Question

The number of ways in which a mixed double game can be arranged from amongst $5$ married couples if no husband and wife play in the same game is

• A. $56$
• B. $60$
• C. $96$
• D. None of these

Answer 1

The correct option is B

$60$

Explanation for the correct answer:

To play a match of mixed doubles, $4$ people are required. $2$ men and $2$ women

There are $5$ married couples implying there are $5$ men and $5$ women

$2$ men can be selected from the $5$ men in ${}^5{C}_2$ ways.$...\left(i\right)$

Now we have to select the $2$ women in such a way that neither of the selected men's wives are playing the game

So we do not include the $2$ wives of the selected men in the selection for the $2$ women in the game.

Data shown:
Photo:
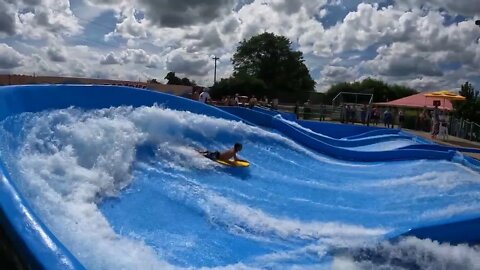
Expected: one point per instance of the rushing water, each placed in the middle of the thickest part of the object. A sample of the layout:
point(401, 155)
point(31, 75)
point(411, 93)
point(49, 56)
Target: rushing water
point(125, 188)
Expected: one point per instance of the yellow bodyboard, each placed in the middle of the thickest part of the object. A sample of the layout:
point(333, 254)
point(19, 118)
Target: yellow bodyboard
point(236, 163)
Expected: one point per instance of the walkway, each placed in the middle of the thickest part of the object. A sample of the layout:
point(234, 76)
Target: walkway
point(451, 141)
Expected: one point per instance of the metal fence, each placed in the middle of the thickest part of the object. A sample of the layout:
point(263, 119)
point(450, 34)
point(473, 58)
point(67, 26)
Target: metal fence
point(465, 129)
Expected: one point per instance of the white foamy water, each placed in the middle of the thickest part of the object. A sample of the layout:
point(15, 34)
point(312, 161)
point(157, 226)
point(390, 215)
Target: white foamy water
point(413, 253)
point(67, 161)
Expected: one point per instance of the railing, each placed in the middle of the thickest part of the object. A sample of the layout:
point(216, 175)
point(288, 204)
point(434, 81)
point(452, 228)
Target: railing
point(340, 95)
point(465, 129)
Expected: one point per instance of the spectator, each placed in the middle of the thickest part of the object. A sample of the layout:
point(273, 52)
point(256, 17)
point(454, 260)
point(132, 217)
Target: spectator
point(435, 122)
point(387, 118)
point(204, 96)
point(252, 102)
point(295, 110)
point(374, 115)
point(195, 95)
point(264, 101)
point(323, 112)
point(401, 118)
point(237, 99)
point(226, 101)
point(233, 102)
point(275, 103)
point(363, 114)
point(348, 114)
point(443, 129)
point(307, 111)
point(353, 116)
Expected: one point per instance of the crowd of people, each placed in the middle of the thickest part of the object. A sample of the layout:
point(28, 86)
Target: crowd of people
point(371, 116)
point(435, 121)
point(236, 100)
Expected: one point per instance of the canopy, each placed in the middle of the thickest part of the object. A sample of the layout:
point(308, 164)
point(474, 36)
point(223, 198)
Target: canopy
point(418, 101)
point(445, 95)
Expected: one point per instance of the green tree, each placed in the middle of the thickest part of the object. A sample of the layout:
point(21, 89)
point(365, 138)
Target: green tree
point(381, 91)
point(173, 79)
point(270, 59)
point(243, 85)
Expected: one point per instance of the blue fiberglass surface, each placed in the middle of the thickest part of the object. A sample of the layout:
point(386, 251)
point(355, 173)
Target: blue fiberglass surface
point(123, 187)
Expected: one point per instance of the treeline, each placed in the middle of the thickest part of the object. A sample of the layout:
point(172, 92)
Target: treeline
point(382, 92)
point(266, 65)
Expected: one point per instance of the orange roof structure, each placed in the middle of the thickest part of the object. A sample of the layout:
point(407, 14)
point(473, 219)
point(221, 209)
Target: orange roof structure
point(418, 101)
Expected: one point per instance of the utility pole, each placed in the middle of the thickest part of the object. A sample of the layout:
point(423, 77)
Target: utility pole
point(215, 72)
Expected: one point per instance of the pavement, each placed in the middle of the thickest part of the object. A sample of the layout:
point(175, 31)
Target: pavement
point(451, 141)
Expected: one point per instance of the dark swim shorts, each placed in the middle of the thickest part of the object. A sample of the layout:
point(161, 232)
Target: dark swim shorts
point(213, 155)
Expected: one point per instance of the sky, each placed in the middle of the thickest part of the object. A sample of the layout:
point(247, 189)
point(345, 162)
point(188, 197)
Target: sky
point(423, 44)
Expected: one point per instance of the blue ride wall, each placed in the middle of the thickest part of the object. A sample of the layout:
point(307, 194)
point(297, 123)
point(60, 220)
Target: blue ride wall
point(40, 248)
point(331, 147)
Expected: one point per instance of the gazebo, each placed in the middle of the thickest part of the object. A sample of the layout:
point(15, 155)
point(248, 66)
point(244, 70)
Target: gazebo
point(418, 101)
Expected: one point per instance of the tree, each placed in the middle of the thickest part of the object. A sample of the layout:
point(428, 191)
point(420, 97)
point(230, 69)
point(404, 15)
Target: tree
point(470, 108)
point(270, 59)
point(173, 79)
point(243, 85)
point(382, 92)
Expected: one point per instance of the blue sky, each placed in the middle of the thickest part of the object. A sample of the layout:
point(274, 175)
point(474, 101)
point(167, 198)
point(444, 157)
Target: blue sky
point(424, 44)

Exercise instructions:
A) In the mixed doubles solution, how many people does a match require?
B) Resume the mixed doubles solution from where it stops.

Answers to the tasks:
A) Four people: two men and two women.

B)
Hence,$2$ women can be selected out of the remaining $3$ women in ${}^3{C}_2$$...\left(ii\right)$

Now consider that $2$ men and $2$ women are selected to play the mixed doubles match say $\left(M_1,M_2\right)$ and $\left(W_1,W_2\right)$

The teams out of these $4$ people can be $\left(M_1,W_1\right)$ and $\left(M_2,W_2\right)$ or $\left(M_1,W_2\right)$ and $\left(M_2,W_1\right)$.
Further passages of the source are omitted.